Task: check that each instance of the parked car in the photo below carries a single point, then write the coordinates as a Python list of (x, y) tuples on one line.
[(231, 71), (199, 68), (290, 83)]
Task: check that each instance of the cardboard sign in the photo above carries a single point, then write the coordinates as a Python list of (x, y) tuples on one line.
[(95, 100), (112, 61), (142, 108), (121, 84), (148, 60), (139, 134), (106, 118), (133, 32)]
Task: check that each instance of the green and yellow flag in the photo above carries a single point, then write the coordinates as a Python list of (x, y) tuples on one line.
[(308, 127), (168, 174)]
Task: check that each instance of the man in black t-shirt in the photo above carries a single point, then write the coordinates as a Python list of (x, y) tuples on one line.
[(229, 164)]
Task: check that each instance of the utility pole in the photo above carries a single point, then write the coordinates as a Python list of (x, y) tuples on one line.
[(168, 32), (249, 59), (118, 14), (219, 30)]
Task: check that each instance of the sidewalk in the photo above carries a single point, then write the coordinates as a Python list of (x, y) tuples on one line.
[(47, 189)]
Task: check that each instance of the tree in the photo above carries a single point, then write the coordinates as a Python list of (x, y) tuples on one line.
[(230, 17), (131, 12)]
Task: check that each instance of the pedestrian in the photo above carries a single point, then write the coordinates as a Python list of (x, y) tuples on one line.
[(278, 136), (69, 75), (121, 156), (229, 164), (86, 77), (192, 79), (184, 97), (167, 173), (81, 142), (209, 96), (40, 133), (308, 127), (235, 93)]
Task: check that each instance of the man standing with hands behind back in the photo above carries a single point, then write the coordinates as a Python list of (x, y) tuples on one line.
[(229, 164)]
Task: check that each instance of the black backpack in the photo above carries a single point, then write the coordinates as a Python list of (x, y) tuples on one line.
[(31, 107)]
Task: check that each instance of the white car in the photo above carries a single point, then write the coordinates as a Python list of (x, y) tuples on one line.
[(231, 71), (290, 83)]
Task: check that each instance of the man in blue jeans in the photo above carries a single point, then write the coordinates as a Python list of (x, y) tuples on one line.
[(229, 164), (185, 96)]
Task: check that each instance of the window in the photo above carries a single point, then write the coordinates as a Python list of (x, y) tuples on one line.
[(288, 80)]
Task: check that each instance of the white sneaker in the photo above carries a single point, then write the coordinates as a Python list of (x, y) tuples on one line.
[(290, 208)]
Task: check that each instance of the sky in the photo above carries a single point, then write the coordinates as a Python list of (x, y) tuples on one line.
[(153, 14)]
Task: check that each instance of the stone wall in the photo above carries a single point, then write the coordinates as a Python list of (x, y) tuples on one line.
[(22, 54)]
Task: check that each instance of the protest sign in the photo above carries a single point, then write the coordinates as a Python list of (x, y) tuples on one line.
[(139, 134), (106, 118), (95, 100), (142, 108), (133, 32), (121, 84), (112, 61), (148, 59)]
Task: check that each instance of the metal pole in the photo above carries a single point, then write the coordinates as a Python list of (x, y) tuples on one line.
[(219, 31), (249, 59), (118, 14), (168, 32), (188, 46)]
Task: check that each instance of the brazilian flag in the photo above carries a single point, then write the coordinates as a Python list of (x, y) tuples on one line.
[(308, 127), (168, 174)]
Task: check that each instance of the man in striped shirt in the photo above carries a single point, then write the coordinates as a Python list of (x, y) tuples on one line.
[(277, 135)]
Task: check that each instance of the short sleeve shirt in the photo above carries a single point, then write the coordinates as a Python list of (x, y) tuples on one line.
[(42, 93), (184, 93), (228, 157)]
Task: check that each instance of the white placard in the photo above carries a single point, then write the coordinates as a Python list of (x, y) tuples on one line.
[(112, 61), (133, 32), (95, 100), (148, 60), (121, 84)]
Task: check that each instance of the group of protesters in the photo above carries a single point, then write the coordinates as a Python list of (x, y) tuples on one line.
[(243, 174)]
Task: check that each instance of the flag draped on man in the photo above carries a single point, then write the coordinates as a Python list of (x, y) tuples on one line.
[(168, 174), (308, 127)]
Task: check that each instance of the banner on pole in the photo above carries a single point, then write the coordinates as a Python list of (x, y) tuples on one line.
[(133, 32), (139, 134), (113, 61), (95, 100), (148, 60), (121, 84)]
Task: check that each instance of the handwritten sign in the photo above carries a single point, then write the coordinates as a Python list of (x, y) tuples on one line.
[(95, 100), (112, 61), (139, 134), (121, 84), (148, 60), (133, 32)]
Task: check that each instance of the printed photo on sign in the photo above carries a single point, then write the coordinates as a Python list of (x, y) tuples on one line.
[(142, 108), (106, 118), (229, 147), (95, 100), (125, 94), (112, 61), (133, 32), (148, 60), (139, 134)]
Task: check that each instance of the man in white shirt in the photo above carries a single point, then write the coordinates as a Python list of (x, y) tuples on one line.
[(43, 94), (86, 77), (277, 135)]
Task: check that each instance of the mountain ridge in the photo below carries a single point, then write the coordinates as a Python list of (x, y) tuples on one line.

#### [Requirement]
Set all of the records down again, exactly as they stand.

#### [Exercise result]
Task: check that each instance of the parked car in the photo below carries a single point, then write the coordinates as a Python list of (x, y) tuples on one line.
[(231, 71), (199, 68), (290, 83)]
Task: check that each instance of the cardboard sign in the photo above carries a single point, then write the coordinates as a Python list of (x, y) tuples on one line.
[(95, 100), (112, 61), (142, 108), (121, 84), (148, 60), (139, 134), (106, 118), (133, 32)]
Task: check that each instance of the green and yellow flag in the photo above carries a single point, then write the coordinates as a Python list of (x, y) tuples on one line.
[(308, 127), (168, 174)]
Task: check that each instance of the man in black t-shirt in the photo above carries a single point, then write the coordinates as a Python list of (x, y) tuples on one line.
[(229, 164)]
Task: check that each instance of the utility pole in the photo above carries a single point, then write the coordinates as a Python list of (x, y) tuples on one line.
[(168, 32), (249, 59), (118, 14), (219, 30)]
Task: check that each instance of the sidewalk in the photo above carries a single point, then write the coordinates as a Python list of (x, y) tuples on one line.
[(47, 189)]
Task: check that each instance of the tree in the photo above carries a single point, then write the coordinates as a Python list of (x, y) tuples on one line.
[(230, 17), (131, 12)]
Task: check that each instance of the pedestrian in the photo above carries a single point, then write the coordinates as a Python list of (x, y) tuples on one line.
[(278, 136), (69, 75), (121, 156), (229, 164), (86, 77), (192, 79), (184, 97), (167, 173), (81, 142), (209, 96), (40, 133), (308, 127), (235, 93)]
Task: check that each instance of the man standing with hands behind back in the photo above carries a single point, then write the coordinates as a Python list of (x, y) tuples on one line.
[(229, 164)]
Task: check that each instance of the black backpack in the photo above carries a single point, then write the coordinates as a Python list of (x, y) tuples on one line.
[(31, 107)]
Task: check that each instance of the white car in the photo above carries a single point, then write the coordinates as a Python list of (x, y) tuples on one line.
[(231, 71), (290, 83)]
Task: check that each instance of the man in blue jeans in the photo above carries a single point, then write the coordinates as a Python list of (x, y) tuples on one line.
[(229, 164), (185, 96)]
Task: check that each instance of the window in the photo above carries a single point, then write the coordinates as a Python list of (x, y) tuples on one line.
[(288, 80)]
Task: check that each instance of the white sneaker in the photo above carries a single point, then write the coordinates as a Python list of (x, y) tuples on one line.
[(290, 208)]
Task: check that each instance of the sky in the photo above carries a single point, then write the coordinates as a Python list of (x, y) tuples on one line.
[(153, 14)]
Task: check that each instance of the stone wall in the photo above carries a single point, then write the coordinates as a Python list of (x, y) tuples on one line.
[(22, 54)]
Task: check that each instance of the protest sign in the photo above carries a single point, then write the coordinates as a Python list of (x, y) tuples on one line.
[(139, 134), (106, 118), (95, 100), (142, 108), (133, 32), (121, 84), (112, 61), (148, 59)]
Task: check that each instance of the metal pole in the photo above carries a single point, then write the coordinates as a Python list of (x, y) tuples on one line.
[(219, 31), (249, 59), (118, 14), (168, 32), (188, 46)]
Task: check that each instance of the brazilian flag in the photo above carries a single point, then write the coordinates as a Python list of (x, y) tuples on one line.
[(308, 127), (168, 174)]
Task: check that each instance of the man in striped shirt in the photo above carries a single point, then write the coordinates as a Python list of (x, y) tuples on one line.
[(277, 135)]
Task: check that each instance of the short sleeve shirt in the photo above carries a single point, then write the coordinates as a Python list of (x, y) tuples on one line.
[(42, 93), (184, 93), (228, 157)]
Task: check that each instance of the white placard in the photo above carries a single point, then write the coordinates as a Python list of (x, y) tuples on one line.
[(112, 61), (133, 32), (95, 100), (148, 60), (121, 84)]
Task: check that each instance of the group of protesters in the photo above carries a single point, then write the coordinates as a Python list of (x, y) tuples on one line.
[(243, 174)]
Task: check that each instance of the flag draped on man in the photo above carries a single point, then write the coordinates as a Python list of (x, y) tuples on one line.
[(168, 174), (308, 127)]
Task: check that each instance of the banner on pole in the photo above carries a single point, then write the coordinates as a Python list of (x, y) tuples on one line.
[(133, 32), (139, 134), (113, 61), (95, 100), (148, 60), (121, 84)]
Task: check that each instance of the handwritten sign in the photo above carries a single point, then write the coordinates as a Python list of (x, y) tuples on one line.
[(95, 100), (112, 61), (139, 134), (121, 84), (148, 60), (133, 32)]
Task: check that each instance of the printed photo on sign in the photo above carries a single point, then write the coordinates as a Python list of (x, y) tuples on one line.
[(142, 108), (106, 118), (229, 147), (95, 100), (125, 94), (112, 61), (133, 32), (148, 60), (139, 134)]
Task: check that each instance of the man in white shirt in the photo above carries a single point, then write the coordinates as a Python list of (x, y) tuples on one line.
[(43, 94), (86, 77), (277, 135)]
Task: check that each instance of the mountain ridge in the photo below carries a single point, then write the coordinates as a Python list of (x, y) tuples on one line.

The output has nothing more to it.